• [EXERCISE INSTRUCTIONS]: Which of the lines below contain the string "cycling"? List each of them in full.

start SOURCE DATA

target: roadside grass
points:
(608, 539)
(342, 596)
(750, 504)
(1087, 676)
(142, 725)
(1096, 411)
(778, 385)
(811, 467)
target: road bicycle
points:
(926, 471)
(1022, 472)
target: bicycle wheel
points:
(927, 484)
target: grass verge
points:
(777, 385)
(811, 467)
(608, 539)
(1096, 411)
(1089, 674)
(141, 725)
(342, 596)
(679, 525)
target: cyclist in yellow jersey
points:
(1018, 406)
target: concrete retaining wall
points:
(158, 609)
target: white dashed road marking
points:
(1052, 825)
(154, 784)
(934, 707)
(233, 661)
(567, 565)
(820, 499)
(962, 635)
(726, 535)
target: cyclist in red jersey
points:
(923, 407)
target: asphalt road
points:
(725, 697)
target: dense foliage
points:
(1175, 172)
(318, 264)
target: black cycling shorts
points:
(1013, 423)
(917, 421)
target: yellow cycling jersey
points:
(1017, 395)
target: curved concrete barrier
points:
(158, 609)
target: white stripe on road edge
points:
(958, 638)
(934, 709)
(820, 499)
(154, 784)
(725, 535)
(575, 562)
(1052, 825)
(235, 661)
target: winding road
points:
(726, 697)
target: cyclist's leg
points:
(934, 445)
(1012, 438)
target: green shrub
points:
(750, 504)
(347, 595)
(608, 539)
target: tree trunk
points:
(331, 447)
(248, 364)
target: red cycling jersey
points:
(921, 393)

end SOURCE DATA
start SOURCE DATA

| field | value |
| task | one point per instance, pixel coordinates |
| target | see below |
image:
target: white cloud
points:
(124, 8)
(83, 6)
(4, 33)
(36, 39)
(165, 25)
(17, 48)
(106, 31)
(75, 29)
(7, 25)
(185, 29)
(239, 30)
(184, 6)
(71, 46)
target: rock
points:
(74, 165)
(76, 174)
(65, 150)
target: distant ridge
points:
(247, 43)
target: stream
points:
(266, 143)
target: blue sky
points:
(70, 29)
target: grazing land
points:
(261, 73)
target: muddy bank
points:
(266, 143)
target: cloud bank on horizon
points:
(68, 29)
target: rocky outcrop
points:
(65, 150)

end SOURCE DATA
start SOURCE DATA

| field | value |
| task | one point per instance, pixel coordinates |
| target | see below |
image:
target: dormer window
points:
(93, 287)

end SOURCE DATA

• [RESPONSE]:
target: black cycling shorts
target: yellow cycling jersey
target: red cycling jersey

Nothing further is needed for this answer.